**Texte fourni**:

• • • • • • •

Saturn SL et Plymouth Sundance

En 1999, un collègue de travail de mon père lui mentionne vouloir se défaire de sa Saturn SL 1992. Je l’informe donc mon « intérêt » pour cette voiture, qu’il me cédera pour 600 $.

Rouillée sur tous les panneaux qui ne sont pas en polymère, cette Saturn a besoin d’un pare-brise (jadis très coûteux), de pneus neufs et d’un sérieux ménage à son bord.

L’odeur de cigarette y est aussi forte que celle causée par les poils de chien, littéralement soudés aux sièges de tissu. Également, la garniture de pavillon est usée jusqu’au carton, conséquence de cette grosse chevelure bouclée que portait fièrement son propriétaire. Affichant quelque 200 000 km, je prends donc possession de la voiture pour rapidement réaliser qu’elle ne sera pas mienne très longtemps.

• • • • • • •

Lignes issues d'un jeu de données
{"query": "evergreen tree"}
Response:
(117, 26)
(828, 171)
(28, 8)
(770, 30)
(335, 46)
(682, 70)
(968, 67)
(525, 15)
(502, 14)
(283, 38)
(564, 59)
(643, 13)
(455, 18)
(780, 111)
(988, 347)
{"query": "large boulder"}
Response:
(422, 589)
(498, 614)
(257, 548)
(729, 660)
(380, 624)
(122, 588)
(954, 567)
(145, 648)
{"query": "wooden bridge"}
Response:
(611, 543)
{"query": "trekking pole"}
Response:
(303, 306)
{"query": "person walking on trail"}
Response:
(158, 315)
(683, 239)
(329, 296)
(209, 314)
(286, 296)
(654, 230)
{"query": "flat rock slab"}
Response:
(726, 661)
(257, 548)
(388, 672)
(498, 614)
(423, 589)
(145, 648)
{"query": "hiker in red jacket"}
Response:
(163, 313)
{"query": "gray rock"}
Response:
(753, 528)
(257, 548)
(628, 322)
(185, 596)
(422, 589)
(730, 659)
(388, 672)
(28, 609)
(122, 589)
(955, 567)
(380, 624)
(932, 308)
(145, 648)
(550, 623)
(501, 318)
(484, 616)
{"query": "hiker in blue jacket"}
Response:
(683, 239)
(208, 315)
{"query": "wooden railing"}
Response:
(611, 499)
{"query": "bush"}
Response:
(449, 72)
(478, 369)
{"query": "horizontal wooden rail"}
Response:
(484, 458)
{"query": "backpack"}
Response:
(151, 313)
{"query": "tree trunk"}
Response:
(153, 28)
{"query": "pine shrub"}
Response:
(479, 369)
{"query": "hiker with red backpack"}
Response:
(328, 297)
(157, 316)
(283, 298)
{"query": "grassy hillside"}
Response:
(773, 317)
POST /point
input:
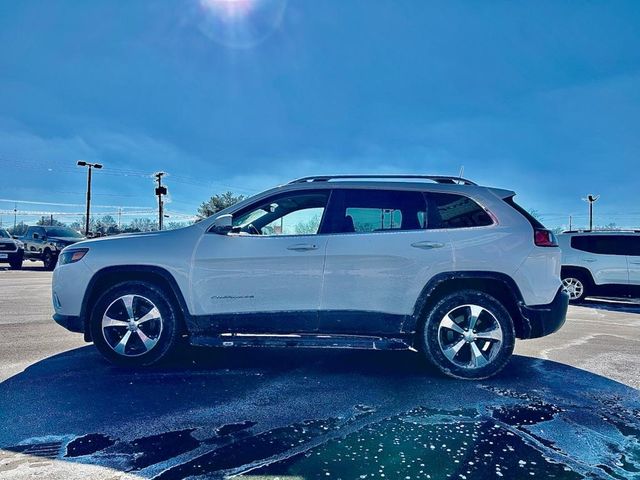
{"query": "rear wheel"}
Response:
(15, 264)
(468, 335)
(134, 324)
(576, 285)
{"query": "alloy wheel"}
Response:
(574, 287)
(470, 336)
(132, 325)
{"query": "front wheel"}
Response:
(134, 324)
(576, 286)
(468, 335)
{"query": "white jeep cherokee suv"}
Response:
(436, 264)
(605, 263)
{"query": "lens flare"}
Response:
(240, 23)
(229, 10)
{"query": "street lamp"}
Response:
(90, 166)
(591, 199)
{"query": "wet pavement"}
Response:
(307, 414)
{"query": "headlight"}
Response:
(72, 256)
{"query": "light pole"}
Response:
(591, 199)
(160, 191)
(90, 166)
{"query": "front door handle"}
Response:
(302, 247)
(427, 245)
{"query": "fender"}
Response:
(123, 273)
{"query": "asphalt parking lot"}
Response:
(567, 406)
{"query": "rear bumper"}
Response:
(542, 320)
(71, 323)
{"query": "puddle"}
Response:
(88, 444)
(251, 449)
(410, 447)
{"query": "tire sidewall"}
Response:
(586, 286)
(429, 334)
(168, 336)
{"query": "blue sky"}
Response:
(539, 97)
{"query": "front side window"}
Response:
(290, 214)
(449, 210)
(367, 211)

• • • • • • •

**Travail à faire**:
#1 Pouvez-vous transcrire le passage du texte sur la Saturn SL qui commence à « Saturn SL et » et se termine à « mienne très longtemps. » ?
#2 Pouvez-vous résumer en deux phrases le texte sur la Saturn SL ?
Les lignes ci-dessus forment un matériau distinct du texte.

**Corrigé de l'exercice**:
#1
Saturn SL et Plymouth Sundance

En 1999, un collègue de travail de mon père lui mentionne vouloir se défaire de sa Saturn SL 1992. Je l’informe donc mon « intérêt » pour cette voiture, qu’il me cédera pour 600 $.

Rouillée sur tous les panneaux qui ne sont pas en polymère, cette Saturn a besoin d’un pare-brise (jadis très coûteux), de pneus neufs et d’un sérieux ménage à son bord.

L’odeur de cigarette y est aussi forte que celle causée par les poils de chien, littéralement soudés aux sièges de tissu. Également, la garniture de pavillon est usée jusqu’au carton, conséquence de cette grosse chevelure bouclée que portait fièrement son propriétaire. Affichant quelque 200 000 km, je prends donc possession de la voiture pour rapidement réaliser qu’elle ne sera pas mienne très longtemps.

#2 En 1999, un collègue de travail du père de la personne qui raconte lui cède pour 600 $ sa Saturn SL 1992. Rouillée, forte de quelque 200 000 km et imprégnée d'odeurs de cigarette et de chien, la voiture a besoin d'un pare-brise, de pneus neufs et d'un sérieux ménage, et la personne qui raconte comprend vite qu'elle ne la gardera pas longtemps.